Set out the rows below as a numbered list, beginning at the line that contains "Rules: pick out every instance of the wood grain" and ending after the line that contains "point(371, 41)". Leave out blank lines and include no other rows.

— EXTRACTED INFORMATION —
------
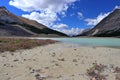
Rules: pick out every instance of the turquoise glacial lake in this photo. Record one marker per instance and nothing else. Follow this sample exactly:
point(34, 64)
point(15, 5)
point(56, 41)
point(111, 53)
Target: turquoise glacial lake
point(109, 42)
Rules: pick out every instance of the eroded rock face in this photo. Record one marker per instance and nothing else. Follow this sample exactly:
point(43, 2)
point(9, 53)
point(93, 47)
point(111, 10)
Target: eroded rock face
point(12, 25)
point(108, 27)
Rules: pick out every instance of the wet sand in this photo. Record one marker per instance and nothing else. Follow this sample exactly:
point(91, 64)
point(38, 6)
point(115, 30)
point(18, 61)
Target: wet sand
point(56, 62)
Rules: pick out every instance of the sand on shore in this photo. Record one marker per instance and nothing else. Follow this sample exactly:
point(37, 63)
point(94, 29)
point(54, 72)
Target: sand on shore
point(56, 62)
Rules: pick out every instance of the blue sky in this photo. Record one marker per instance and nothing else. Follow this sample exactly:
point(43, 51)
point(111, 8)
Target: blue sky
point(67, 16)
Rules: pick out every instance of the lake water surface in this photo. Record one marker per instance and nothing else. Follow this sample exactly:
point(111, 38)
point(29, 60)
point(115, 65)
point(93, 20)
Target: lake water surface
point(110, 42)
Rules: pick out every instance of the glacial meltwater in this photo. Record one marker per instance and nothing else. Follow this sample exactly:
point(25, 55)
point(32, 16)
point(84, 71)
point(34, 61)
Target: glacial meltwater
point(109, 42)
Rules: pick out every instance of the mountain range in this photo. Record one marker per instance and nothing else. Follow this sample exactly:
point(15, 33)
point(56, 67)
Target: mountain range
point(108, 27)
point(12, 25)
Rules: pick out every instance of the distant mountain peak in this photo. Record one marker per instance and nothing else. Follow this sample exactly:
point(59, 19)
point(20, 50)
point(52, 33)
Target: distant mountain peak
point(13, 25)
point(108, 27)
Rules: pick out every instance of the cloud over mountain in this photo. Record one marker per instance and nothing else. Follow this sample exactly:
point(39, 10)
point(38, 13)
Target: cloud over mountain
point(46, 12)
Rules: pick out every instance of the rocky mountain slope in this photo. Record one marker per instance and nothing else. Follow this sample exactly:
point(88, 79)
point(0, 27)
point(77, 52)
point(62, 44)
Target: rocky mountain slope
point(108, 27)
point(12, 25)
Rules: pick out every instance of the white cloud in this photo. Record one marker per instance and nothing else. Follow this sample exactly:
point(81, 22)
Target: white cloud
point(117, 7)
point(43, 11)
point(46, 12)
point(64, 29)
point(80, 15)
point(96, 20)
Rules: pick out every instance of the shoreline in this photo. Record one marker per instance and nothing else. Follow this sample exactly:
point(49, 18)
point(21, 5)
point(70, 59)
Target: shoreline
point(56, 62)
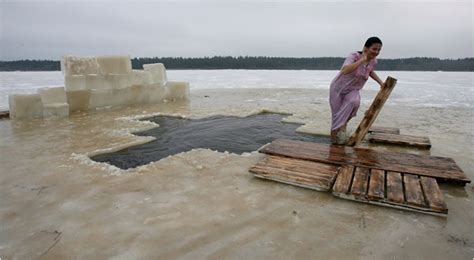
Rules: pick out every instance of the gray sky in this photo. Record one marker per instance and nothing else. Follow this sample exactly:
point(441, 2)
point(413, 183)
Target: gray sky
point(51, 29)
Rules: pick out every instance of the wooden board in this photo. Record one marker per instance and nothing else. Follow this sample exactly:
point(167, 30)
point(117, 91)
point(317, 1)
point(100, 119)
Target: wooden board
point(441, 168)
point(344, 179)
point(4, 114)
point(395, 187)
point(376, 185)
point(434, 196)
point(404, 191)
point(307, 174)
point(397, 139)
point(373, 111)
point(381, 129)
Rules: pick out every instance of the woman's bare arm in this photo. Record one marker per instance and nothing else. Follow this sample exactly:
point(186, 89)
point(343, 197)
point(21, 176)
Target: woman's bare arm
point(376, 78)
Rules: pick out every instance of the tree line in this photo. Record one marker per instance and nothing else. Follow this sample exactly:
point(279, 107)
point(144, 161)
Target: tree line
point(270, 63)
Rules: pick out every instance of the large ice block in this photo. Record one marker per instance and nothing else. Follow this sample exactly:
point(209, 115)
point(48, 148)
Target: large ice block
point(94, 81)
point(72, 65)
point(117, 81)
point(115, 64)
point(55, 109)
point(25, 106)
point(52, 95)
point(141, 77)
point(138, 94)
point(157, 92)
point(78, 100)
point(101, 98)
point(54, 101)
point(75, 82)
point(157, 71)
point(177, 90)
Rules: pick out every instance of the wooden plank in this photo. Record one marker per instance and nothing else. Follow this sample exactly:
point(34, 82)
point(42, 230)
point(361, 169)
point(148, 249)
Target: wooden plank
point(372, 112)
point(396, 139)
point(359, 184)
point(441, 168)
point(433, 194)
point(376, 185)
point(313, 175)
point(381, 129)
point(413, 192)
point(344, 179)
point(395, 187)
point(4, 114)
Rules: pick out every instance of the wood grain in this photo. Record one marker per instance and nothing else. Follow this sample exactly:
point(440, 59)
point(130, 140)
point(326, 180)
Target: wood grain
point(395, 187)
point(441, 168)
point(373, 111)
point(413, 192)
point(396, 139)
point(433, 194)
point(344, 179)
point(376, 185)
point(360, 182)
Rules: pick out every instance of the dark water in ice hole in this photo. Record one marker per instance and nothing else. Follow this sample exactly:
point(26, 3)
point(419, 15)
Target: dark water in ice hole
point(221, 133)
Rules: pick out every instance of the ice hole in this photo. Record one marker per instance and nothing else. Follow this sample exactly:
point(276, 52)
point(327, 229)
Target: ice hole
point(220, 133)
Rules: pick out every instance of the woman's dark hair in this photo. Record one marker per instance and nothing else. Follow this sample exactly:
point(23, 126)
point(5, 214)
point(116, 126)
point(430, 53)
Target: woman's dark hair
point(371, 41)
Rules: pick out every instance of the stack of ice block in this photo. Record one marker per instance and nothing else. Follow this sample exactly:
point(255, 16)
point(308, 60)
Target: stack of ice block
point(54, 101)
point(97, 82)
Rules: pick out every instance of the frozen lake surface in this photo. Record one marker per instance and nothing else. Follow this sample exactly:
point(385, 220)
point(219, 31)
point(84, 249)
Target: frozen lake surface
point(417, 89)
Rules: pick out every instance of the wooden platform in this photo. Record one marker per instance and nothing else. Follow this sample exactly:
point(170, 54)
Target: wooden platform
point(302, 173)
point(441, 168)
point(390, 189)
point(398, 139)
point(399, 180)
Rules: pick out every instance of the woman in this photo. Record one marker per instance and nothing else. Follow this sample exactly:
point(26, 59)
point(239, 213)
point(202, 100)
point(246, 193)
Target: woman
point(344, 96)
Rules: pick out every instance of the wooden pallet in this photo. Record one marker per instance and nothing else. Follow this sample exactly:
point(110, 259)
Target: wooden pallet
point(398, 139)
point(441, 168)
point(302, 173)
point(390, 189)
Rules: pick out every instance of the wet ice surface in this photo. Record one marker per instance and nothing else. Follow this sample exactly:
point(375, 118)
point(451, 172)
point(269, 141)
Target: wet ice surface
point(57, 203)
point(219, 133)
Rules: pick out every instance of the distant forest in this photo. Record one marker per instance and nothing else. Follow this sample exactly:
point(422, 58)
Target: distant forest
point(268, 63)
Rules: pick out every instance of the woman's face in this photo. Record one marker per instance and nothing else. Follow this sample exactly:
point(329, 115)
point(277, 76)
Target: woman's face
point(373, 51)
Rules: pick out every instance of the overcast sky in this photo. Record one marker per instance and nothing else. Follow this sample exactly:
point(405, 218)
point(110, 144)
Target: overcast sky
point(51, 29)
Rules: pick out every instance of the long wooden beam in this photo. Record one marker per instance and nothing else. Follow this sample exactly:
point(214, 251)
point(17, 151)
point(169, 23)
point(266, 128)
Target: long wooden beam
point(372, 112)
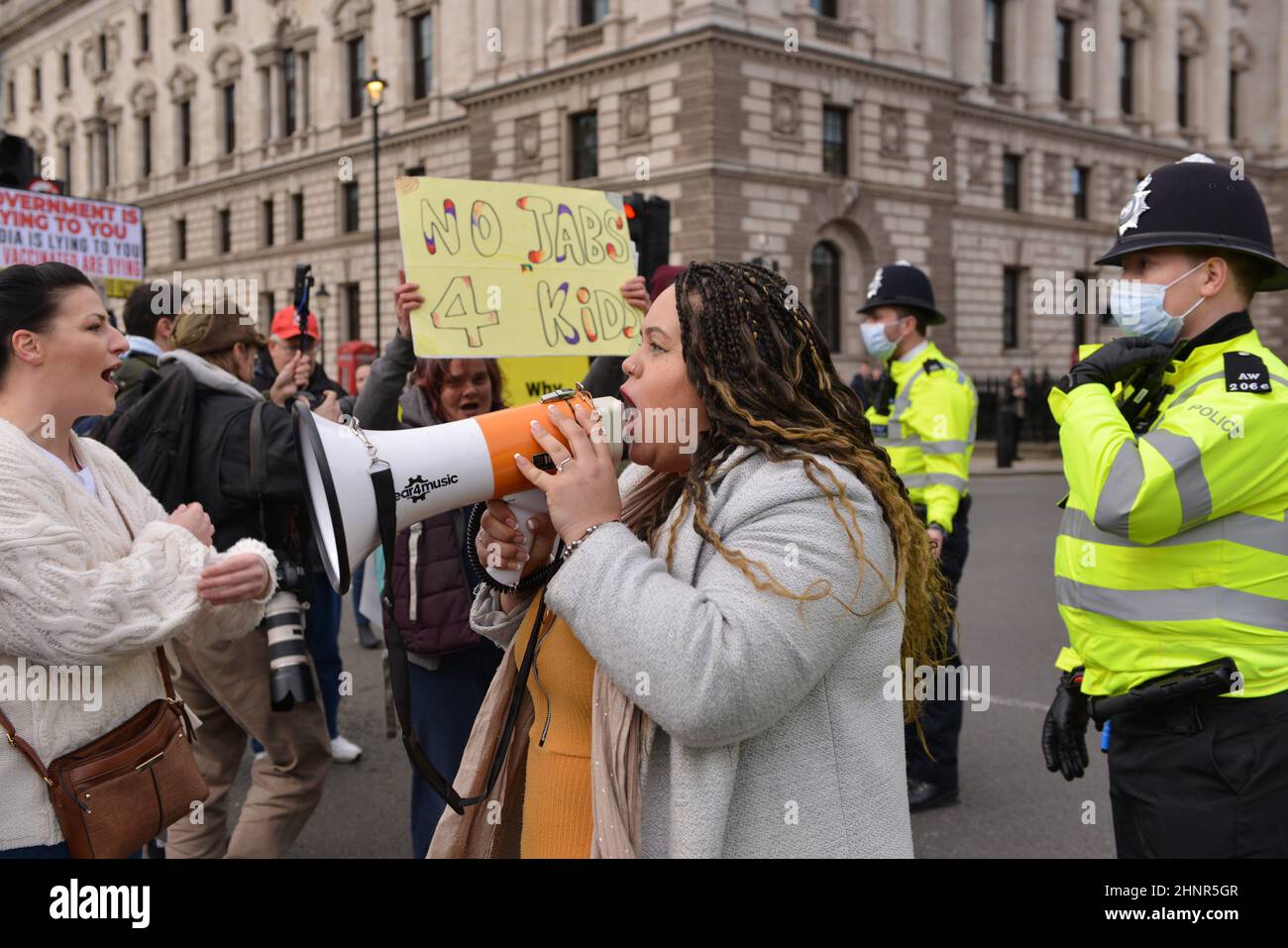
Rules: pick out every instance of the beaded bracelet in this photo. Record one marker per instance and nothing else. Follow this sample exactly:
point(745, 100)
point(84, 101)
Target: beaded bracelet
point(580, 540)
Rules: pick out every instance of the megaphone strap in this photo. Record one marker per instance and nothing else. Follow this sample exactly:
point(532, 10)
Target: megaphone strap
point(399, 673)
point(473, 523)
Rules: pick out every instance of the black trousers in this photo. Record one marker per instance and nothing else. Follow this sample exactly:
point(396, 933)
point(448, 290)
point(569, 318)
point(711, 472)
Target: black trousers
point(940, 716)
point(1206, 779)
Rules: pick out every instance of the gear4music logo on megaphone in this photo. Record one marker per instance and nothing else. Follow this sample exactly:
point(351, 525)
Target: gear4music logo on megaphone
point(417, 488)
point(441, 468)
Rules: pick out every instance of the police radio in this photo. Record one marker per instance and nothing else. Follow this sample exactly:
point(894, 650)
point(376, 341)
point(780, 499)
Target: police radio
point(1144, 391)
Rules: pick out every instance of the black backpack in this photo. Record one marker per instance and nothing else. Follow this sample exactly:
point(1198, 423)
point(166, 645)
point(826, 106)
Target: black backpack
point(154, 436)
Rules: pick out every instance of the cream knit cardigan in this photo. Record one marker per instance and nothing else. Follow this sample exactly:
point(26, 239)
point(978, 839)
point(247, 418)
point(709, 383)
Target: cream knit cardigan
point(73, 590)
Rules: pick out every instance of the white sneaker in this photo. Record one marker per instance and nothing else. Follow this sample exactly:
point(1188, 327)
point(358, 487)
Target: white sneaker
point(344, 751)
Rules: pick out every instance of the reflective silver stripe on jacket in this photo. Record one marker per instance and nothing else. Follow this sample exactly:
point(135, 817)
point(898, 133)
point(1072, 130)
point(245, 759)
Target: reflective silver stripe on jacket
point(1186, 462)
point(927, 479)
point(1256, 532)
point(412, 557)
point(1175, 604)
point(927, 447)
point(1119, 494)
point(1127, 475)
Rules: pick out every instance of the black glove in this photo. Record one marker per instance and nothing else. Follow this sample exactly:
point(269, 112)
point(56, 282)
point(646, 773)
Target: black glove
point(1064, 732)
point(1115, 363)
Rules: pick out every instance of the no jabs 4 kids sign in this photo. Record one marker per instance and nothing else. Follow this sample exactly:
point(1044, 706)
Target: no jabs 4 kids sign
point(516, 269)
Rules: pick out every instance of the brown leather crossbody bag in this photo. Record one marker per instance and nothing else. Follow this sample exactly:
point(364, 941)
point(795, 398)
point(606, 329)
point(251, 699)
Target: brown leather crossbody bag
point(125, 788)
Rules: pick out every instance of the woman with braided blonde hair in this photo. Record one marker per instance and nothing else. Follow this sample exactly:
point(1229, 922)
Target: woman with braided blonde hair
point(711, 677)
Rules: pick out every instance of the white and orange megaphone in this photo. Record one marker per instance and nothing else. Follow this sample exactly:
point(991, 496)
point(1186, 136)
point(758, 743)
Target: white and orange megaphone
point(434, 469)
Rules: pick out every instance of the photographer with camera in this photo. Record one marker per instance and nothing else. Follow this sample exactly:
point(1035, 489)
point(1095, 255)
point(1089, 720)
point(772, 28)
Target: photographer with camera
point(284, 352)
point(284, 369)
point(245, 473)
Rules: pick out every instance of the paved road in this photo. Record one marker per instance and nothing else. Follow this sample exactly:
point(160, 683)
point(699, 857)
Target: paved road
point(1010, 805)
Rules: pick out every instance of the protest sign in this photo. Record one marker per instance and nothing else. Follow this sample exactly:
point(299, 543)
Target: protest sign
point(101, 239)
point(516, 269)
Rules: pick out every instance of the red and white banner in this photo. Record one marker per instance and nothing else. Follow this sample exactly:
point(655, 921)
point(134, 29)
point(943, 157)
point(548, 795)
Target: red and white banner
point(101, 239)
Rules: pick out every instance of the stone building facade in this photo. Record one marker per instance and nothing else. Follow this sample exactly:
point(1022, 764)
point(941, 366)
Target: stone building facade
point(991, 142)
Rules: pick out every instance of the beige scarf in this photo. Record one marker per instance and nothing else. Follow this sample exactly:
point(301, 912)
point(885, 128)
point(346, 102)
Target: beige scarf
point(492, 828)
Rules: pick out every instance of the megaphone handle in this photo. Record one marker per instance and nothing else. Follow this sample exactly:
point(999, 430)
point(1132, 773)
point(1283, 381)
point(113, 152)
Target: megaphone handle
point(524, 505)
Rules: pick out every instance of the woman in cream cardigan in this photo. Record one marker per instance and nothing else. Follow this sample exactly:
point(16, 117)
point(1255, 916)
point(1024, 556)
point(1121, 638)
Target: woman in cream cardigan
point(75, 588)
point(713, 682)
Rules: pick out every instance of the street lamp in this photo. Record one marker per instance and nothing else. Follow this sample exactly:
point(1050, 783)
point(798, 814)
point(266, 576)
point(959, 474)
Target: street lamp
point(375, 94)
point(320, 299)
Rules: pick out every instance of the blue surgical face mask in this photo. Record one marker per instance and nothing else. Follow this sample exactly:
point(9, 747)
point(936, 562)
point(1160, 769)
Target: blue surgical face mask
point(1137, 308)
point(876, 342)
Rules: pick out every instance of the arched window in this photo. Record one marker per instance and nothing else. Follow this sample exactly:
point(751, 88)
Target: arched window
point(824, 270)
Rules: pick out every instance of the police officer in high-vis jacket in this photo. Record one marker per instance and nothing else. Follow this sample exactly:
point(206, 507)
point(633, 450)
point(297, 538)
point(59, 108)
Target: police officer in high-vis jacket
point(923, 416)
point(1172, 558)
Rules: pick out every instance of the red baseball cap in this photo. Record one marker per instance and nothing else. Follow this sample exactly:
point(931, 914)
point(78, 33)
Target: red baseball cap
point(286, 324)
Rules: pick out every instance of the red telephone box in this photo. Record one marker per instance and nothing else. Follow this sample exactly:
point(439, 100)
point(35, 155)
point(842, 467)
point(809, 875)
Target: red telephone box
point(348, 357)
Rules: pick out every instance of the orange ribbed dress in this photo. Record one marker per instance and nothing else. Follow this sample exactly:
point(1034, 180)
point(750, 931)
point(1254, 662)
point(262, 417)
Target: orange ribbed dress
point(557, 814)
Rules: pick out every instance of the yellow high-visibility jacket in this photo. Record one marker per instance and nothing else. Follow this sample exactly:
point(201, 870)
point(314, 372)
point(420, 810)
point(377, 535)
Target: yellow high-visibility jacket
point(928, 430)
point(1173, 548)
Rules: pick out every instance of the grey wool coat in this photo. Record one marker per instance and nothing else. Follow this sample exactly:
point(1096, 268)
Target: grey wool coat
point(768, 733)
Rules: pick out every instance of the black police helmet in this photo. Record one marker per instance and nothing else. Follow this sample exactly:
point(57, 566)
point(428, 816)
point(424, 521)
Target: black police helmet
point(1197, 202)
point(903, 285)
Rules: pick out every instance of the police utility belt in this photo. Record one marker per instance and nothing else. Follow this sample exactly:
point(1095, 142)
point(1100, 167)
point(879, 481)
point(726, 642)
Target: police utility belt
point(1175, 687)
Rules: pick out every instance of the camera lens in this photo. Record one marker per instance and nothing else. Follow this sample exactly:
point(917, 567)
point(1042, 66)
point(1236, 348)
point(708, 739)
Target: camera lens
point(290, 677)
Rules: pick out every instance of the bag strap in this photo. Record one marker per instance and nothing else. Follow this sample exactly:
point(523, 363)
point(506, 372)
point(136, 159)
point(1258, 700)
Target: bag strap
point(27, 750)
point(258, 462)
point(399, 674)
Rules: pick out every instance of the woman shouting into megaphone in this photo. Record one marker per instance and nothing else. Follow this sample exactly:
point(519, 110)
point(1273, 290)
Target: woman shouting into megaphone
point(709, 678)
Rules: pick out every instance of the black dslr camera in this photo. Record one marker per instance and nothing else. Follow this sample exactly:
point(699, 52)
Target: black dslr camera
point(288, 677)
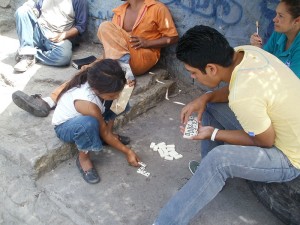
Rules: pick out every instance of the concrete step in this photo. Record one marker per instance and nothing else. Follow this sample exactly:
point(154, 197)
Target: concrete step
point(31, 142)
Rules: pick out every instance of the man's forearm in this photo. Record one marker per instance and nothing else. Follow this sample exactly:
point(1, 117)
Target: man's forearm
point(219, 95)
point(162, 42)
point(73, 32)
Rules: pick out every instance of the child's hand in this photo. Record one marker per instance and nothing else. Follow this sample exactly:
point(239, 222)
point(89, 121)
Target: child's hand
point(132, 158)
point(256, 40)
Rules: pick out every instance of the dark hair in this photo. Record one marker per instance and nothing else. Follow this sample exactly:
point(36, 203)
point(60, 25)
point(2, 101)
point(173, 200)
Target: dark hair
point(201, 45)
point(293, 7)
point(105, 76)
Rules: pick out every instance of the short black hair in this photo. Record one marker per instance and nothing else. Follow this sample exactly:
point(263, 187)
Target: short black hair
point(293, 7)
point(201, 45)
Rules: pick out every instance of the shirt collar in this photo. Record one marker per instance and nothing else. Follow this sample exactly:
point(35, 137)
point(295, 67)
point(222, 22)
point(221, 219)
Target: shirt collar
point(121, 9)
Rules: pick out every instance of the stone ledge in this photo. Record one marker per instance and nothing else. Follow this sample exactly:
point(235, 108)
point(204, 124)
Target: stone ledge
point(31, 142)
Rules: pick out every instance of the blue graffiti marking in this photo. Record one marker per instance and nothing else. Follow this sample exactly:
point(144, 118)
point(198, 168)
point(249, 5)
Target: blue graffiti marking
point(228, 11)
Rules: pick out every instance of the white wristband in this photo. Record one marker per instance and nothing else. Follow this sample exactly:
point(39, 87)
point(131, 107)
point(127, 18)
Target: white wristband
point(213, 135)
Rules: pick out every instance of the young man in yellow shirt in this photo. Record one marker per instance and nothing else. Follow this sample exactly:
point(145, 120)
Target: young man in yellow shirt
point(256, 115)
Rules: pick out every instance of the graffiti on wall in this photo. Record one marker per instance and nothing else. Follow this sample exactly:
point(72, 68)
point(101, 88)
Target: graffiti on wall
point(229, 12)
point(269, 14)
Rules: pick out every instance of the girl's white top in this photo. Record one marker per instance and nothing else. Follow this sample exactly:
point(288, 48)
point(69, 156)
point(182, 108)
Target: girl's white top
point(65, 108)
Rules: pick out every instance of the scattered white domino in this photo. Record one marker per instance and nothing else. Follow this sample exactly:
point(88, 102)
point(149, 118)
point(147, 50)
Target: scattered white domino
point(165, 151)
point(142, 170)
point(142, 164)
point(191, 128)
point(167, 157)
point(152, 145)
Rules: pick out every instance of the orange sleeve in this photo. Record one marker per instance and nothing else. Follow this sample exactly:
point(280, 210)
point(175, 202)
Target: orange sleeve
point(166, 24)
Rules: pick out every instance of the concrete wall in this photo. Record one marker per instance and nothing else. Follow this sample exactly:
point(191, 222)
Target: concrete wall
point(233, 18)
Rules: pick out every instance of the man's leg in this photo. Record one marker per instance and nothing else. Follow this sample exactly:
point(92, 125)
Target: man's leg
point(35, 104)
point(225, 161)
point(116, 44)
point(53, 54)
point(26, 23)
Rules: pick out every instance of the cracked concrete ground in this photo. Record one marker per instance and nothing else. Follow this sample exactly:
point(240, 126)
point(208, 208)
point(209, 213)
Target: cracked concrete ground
------
— REPLY TO THE TASK —
1. Rules: pick out every instance of the wood grain in this photo. Record one marker per instance and nothing else. Follow this sample exactly:
2. point(440, 59)
3. point(130, 140)
4. point(326, 180)
5. Target: wood grain
6. point(395, 187)
7. point(441, 168)
8. point(373, 111)
9. point(413, 192)
10. point(396, 139)
11. point(433, 194)
12. point(344, 179)
13. point(376, 185)
14. point(360, 182)
15. Rules: pick out every instance of the dark water in ice hole in this photo. Record one marker per instance and nothing else. Follow this sample exactly:
16. point(26, 3)
17. point(419, 15)
18. Target: dark water in ice hole
19. point(221, 133)
20. Rules: pick out every instance of the ice hole in this photo. Record one marker per instance and nothing else. Follow this sample exactly:
21. point(276, 52)
22. point(327, 229)
23. Target: ice hole
24. point(220, 133)
25. Rules: pick out every instance of the woman's dark hair in this photo. Record one marker per instance and nothing else. Follow this sample exactly:
26. point(23, 126)
27. point(5, 214)
28. point(116, 126)
29. point(430, 53)
30. Target: woman's dark hair
31. point(371, 41)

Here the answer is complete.